> _TEXT SHOWN_
————

The effort was meant bring security ahead of the Olympics and the 2014 World Cup soccer tournament, with the promised legacy of delivering basic social services to the favelas.

Authorities openly stated the effort could not end the drug trade, but sought to at least disarm it. For several years, drugs continued to be sold out of “pacified” areas but without the obvious presence of weapons. That has changed.

For the first five years, the program was a smash success on the security front. By 2012, murders in Rio and the surrounding Baixada Fluminense area had plummeted 40 percent from the 2008 level of 3,856 killed.

“Then we had the Rocinha effect,” said Robert Muggah, research director at the Rio-based Igarape Institute, a security and development think tank. “Pushback against the program began in 2013 and reached a crescendo with the killing of Amarildo.”

A 42-year-old construction worker who lived in Rocinha, Amarildo Souza was abducted, tortured and “disappeared” by pacification police in July 2013.

They falsely claimed he had ties to gangs. His body has never been found.

Twelve officers were found guilty in his case, with the former commander of Rocinha’s UPP unit sentenced in February to over 13 years in prison.

Souza’s death followed years of complaints of heavy-handed policing, and was the final straw for residents fed up that the promised social services never appeared.

————

> _ENTRIES PROVIDED_
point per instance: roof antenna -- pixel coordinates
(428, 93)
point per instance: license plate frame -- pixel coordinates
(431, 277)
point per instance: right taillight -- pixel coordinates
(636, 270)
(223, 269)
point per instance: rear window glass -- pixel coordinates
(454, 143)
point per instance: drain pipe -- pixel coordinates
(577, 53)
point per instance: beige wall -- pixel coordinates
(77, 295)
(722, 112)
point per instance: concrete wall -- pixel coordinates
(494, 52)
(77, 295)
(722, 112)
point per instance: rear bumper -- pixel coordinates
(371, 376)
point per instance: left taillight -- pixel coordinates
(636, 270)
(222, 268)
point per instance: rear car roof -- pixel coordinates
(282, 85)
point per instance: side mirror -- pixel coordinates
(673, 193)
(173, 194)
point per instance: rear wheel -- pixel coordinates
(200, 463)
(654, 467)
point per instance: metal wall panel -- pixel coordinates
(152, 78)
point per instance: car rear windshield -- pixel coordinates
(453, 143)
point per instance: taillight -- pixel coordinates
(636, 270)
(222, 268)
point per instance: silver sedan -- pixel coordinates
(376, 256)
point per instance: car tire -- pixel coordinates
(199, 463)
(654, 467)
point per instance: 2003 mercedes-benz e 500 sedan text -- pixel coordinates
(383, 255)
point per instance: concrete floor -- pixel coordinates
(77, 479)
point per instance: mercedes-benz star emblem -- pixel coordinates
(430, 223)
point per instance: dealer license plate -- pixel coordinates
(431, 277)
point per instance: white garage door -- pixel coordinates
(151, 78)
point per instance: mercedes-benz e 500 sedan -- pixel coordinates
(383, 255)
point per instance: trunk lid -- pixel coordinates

————

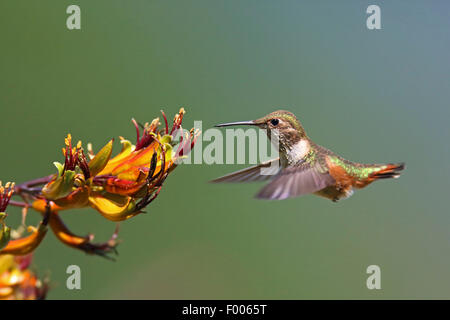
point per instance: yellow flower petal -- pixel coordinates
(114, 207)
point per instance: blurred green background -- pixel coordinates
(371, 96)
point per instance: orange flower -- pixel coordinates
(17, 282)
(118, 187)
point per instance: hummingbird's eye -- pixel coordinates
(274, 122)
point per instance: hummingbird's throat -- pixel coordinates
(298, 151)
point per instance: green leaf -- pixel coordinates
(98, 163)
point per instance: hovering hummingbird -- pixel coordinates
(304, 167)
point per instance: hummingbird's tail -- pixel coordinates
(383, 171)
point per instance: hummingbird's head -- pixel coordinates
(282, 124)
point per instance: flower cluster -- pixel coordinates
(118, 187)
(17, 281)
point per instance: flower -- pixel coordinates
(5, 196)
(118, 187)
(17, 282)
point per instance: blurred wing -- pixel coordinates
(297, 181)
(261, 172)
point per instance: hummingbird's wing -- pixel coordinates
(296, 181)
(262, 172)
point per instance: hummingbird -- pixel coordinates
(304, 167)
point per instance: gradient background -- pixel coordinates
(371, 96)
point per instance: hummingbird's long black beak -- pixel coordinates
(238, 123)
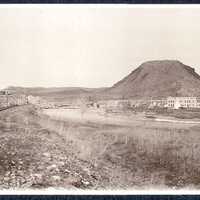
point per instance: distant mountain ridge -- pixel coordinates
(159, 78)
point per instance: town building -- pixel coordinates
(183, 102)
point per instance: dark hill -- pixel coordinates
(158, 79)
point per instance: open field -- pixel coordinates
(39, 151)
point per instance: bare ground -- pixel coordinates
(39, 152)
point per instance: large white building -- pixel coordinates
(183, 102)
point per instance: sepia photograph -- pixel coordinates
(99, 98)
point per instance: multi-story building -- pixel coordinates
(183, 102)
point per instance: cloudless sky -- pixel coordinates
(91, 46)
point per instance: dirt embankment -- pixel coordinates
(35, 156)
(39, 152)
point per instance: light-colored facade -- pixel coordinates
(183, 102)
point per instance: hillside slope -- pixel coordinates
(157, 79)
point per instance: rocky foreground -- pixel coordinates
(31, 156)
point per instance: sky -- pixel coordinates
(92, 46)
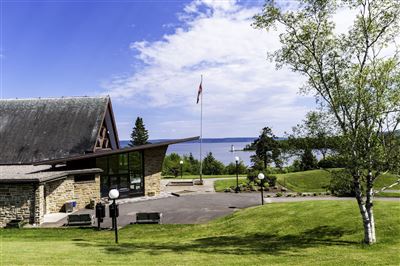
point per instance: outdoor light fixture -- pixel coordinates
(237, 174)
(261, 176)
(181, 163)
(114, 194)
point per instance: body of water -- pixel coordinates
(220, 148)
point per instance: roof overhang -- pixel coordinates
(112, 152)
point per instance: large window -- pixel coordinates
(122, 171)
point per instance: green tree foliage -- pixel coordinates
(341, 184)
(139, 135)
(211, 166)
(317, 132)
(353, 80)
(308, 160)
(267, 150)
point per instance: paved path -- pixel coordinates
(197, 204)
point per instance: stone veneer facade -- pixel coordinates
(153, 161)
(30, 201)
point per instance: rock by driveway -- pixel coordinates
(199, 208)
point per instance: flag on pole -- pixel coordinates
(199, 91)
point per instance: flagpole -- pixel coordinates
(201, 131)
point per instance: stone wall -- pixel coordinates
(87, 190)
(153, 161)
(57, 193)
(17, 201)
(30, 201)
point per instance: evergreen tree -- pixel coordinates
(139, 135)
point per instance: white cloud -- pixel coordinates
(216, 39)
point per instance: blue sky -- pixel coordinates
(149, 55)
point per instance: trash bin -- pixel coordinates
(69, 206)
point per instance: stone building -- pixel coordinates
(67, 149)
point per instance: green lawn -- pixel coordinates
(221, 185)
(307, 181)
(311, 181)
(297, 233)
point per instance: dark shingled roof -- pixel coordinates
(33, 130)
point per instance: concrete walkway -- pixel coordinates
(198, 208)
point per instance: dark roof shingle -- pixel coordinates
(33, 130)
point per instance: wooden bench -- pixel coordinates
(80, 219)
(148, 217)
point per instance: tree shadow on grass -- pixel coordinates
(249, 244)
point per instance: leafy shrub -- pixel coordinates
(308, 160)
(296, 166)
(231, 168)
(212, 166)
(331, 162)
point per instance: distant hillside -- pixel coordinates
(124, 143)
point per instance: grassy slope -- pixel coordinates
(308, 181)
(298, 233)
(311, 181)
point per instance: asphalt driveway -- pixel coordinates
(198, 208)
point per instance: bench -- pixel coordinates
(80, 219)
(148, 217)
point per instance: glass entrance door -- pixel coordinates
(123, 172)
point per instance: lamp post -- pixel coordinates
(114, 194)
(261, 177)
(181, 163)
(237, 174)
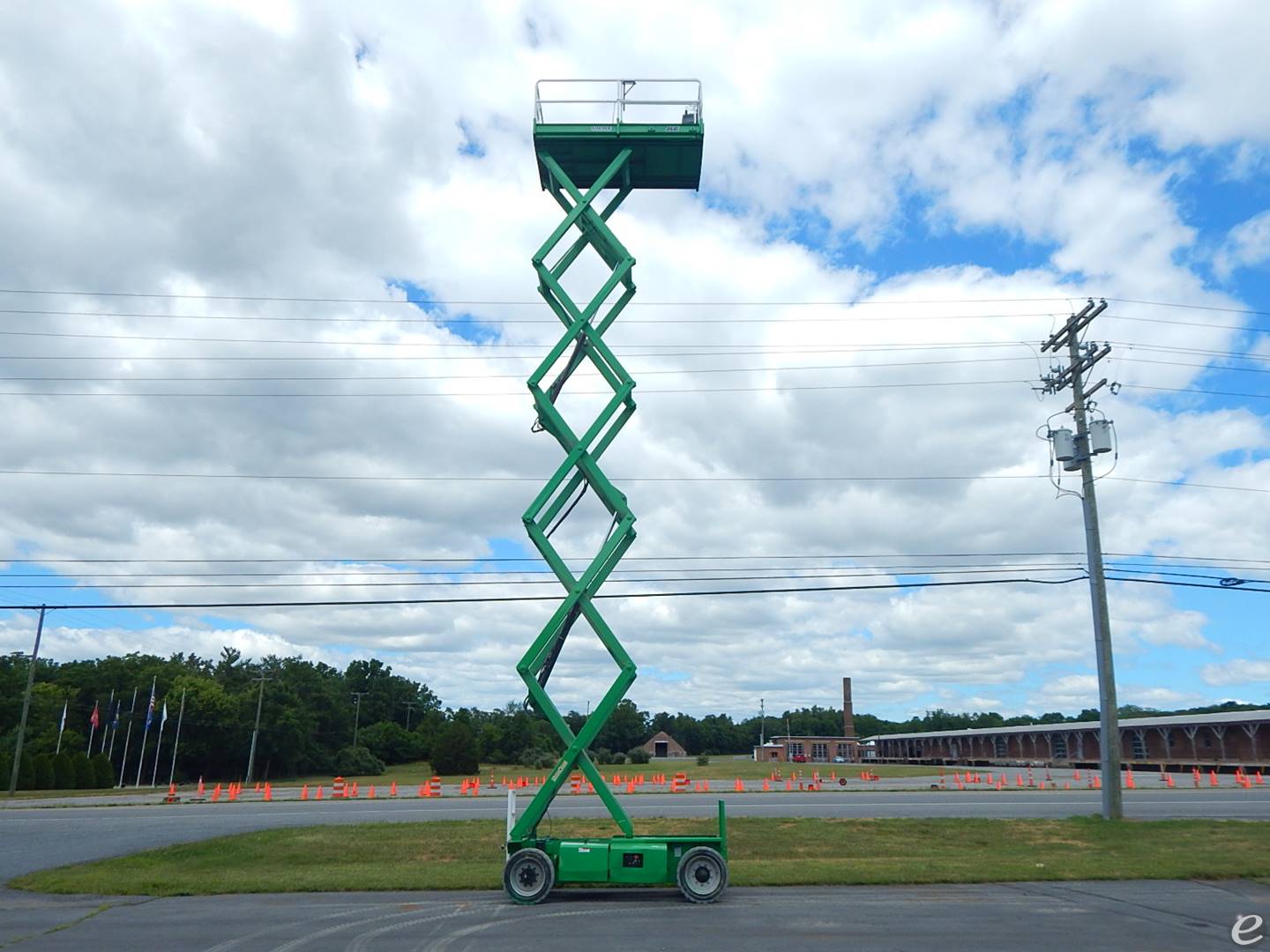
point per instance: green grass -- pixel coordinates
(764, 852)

————

> _USING THE INFORMATION_
**a)** Print the section of the passage on Rio's favela pacification program that starts with "A 42-year-old construction" and runs through "services never appeared.".
**b)** According to the passage on Rio's favela pacification program, why was Amarildo Souza's death the final straw for residents? Answer in one to three sentences.
**c)** Go on with the passage on Rio's favela pacification program, picking up after its last sentence.

> _EXPECTED RESPONSES_
**a)**
A 42-year-old construction worker who lived in Rocinha, Amarildo Souza was abducted, tortured and “disappeared” by pacification police in July 2013.

They falsely claimed he had ties to gangs. His body has never been found.

Twelve officers were found guilty in his case, with the former commander of Rocinha’s UPP unit sentenced in February to over 13 years in prison.

Souza’s death followed years of complaints of heavy-handed policing, and was the final straw for residents fed up that the promised social services never appeared.

**b)** His death followed years of complaints about heavy-handed policing. Residents were also fed up that the promised social services had never appeared.

**c)**
Several subsequent episodes of police killing innocents, including children, and officers caught colluding with drug gangs have made things even worse. Add an ongoing recession, and public and institutional support for new UPPs waned.

The last unit created was inaugurated in May 2014 - since then, nothing.

MORE MURDERS

Five years after the pacification programs began, homicides suddenly spiked again. Killings in 2013 returned to the pre-UPP level, with 3,879 murders in Rio and Baixada Fluminense as emboldened gangs carried out brazen attacks on police.

The killings dipped again for the following two years, but climbed 7.5 percent to 1,518 murders in the first six months of this year compared to the same period in 2015.

As worrying, the number of people killed by police has jumped 12 percent in that same time frame. They spiked 62 percent in May and June with 127 people killed by officers - mostly young, black and poor men.

Rio’s outspoken Mayor Eduardo Paes has bashed state officials on the security front, saying they have done a terrible job.

The state’s security chief Jose Beltrame loudly laments the fiscal crisis, openly questioning how he can adequately protect the population when his 2016 budget was slashed by 30 percent.

Rio state, which oversees security forces, is the second most indebted in Brazil. The interim governor declared a “state of calamity” in June to secure enough federal funds to pay police and keep hospitals open this year.

Renata Neder, a Rio-based human rights advisor with Amnesty International, blamed the Olympics for the increase in police violence because of more frequent slum raids.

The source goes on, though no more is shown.